_Trecho do documento_
╔══

Herdeiros e governo em Nova Déli tentam impedir realização da oferta pública dos itens, prevista para hoje em Nova York

Americano dono do lote promete usar o que obtiver na venda "para financiar atividades de promoção da não-violência no 3º Mundo"

LUÍS FERRARI
DA REDAÇÃO

Há quase cem anos, ele fez voto de pobreza. Hoje, a intenção de leiloar raros bens deixados como herança pelo mahatma Gandhi (1869-1948) gera uma polêmica que envolve o governo indiano, descendentes do "pai da Índia" e o colecionador americano dono do lote -que é composto por um par de sandálias, um relógio de bolso, um prato e uma tigela metálicos e os emblemáticos óculos de lentes redondas.
Marcada para hoje, a venda será promovida em Nova York pelo Antiquorum, leiloeiro internacional especializado em relógios. O lote dos bens que foram de Gandhi foi avaliado entre US$ 20 mil e US$ 30 mil.
Ainda que o leiloeiro tenha dito que a publicidade trazida pela discussão do caso deva encarecer o lote, seu preço é baixo diante de outros itens do leilão.
Um relógio Patek Philippe, o Sky Moon Tourbillon, teve o preço estimado entre US$ 1 milhão e US$ 1,3 milhão. Um modelo Nastrix que foi do ex-presidente dos EUA John F. Kennedy e do armador grego Aristóteles Onassis foi avaliado entre US$ 150 mil e US$ 250 mil.
Mesmo assim, James Otis, o documentarista americano que diz ter adquirido há dez anos os itens que foram de Gandhi, negou uma oferta de US$ 30 mil de Nova Déli por achar pouco. Antes, havia dito que doaria o lote à Índia ante um compromisso do governo de usar 5% do PIB em programas sociais.
Ele espera obter no mínimo US$ 600 mil e promete: "Usarei o dinheiro para financiar atividades de promoção à não-violência no Terceiro Mundo".

Justiça
O argumento não sensibilizou os indianos, que citaram justamente a doutrina pacifista apregoada por Gandhi para criticar o leilão. "É um ato censurável. O retorno dos bens à Índia com elegância seria seguir o enfoque não violento", disse ontem Tara Gandhi Bhattacharjee, neta do mahatma.
Em vão, a tentativa de impedir a venda passou pela esferas diplomática e judicial.

╚══

_Exercício A_
Indique, copiando cada uma por inteiro, todas as linhas a seguir que contêm a palavra "head", levando em conta a diferença entre maiúsculas e minúsculas.
A reportagem acima e as linhas que vêm depois dela são materiais independentes entre si.

_Material do exercício_
╔══

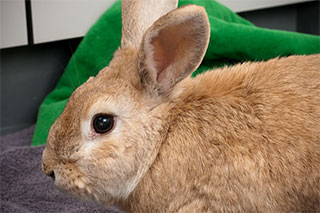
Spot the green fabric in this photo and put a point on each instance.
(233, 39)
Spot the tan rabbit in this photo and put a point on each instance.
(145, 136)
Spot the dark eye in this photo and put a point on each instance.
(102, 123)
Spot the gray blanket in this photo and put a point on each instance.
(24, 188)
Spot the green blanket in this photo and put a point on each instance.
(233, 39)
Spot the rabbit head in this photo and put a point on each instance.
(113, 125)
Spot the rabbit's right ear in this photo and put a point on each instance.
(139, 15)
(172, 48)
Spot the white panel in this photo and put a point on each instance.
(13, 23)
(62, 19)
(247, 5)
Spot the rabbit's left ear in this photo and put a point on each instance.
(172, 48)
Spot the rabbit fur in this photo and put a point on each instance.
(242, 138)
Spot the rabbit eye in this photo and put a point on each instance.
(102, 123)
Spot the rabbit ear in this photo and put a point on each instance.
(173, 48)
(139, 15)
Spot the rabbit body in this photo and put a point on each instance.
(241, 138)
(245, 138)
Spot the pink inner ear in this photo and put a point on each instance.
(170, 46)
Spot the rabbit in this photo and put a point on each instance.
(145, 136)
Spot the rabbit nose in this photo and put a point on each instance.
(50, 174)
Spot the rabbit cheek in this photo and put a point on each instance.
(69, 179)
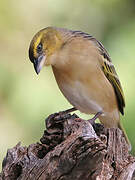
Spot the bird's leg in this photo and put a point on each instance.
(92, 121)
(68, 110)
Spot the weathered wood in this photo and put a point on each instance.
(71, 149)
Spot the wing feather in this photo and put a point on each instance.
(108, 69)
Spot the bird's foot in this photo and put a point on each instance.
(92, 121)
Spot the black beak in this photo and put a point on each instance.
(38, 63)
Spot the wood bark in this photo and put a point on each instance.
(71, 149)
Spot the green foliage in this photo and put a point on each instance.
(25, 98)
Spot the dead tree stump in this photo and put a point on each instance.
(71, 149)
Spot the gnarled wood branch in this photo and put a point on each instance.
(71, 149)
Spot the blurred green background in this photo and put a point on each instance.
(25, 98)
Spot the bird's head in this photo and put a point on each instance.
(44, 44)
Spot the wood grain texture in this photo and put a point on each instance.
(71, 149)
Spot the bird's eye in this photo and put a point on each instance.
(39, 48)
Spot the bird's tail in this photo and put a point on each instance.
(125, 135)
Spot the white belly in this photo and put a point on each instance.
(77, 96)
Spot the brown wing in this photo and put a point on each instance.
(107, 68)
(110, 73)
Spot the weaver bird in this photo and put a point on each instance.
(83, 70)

╚══

_Exercício B_
Dê continuidade à reportagem sobre o leilão dos bens de Gandhi a partir do ponto em que ela termina.

_Resposta escrita A_
Spot the rabbit head in this photo and put a point on each instance.
Spot the bird's head in this photo and put a point on each instance.

_Resposta escrita B_
"O Ministério das Relações Exteriores vai levar o assunto ao Departamento de Estado norte-americano, com objetivo de bloquear o leilão", disse Ambika Soni, ministra de Cultura e Turismo indiana. "Pedimos a nossa embaixada em Washington e a nosso consulado em Nova York que façam o necessário para recuperar os bens durante o leilão ou por qualquer outro meio", declarou o vice-chanceler indiano Anand Sharma.
Anteontem, um tribunal em Nova Déli deu ordem judicial para impedir o leilão. "Mas eles [leiloeiro] foram categóricos em declarar que cumpriram todos os requisitos da legislação americana", disse Tushar Gandhi, revelando não ter esperança que isso faça os bens de seu bisavô voltarem à Índia.
Após a morte de Gandhi, os itens ficaram para sua sobrinha-neta Abha Gandhi, em cujos braços o mahatma morreu após ter sido baleado. A filha dela, Ghita Mehta, herdou os bens e escreveu uma carta assegurando sua autenticidade.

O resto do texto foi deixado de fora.